Extracted records:
%%
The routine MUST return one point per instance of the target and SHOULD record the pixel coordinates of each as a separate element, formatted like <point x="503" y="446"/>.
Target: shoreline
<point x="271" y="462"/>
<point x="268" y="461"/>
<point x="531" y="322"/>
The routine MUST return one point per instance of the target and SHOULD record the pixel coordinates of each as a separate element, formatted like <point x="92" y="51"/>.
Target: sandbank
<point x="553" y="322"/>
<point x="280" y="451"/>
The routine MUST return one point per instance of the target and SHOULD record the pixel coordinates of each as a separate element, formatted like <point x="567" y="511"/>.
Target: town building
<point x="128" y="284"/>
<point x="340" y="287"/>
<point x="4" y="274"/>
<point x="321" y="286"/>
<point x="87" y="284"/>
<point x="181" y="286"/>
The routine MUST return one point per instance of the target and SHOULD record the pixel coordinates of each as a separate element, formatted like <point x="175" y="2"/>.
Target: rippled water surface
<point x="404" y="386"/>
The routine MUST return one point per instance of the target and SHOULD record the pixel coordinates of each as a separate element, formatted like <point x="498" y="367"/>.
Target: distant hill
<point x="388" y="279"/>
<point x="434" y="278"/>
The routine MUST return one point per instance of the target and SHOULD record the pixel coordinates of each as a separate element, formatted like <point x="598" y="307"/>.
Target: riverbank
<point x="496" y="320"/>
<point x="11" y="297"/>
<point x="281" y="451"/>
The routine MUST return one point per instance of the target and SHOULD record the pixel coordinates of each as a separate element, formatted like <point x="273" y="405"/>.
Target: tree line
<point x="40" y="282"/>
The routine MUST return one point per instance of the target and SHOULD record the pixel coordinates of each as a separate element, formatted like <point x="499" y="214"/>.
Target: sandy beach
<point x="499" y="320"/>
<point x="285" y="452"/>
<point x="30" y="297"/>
%%
▸ **Task objective**:
Would you please filter the lines above and copy every one that includes "return"?

▸ **Exercise answer**:
The routine MUST return one point per instance of the target and SHOULD record the pixel coordinates of each as a separate element, formatted like <point x="503" y="446"/>.
The routine MUST return one point per instance of the target and SHOULD record the pixel coordinates of each as a separate element, formatted like <point x="92" y="51"/>.
The routine MUST return one point per instance of the target and SHOULD record the pixel coordinates of each as a separate element, formatted like <point x="567" y="511"/>.
The routine MUST return one point per instance of the target and SHOULD record the pixel coordinates of each as a separate element, formatted like <point x="175" y="2"/>.
The routine MUST return one point per instance of the target and SHOULD record the pixel coordinates of each as a separate element, formatted like <point x="498" y="367"/>.
The routine MUST return one point per instance of the target and SHOULD record the pixel coordinates of each as a separate element, formatted like <point x="598" y="307"/>.
The routine MUST return one point per instance of the target and SHOULD record the pixel coordinates of each as a separate element, formatted like <point x="273" y="405"/>.
The routine MUST return one point per instance of the target and SHOULD record the pixel coordinates of each as a separate element, formatted like <point x="499" y="214"/>.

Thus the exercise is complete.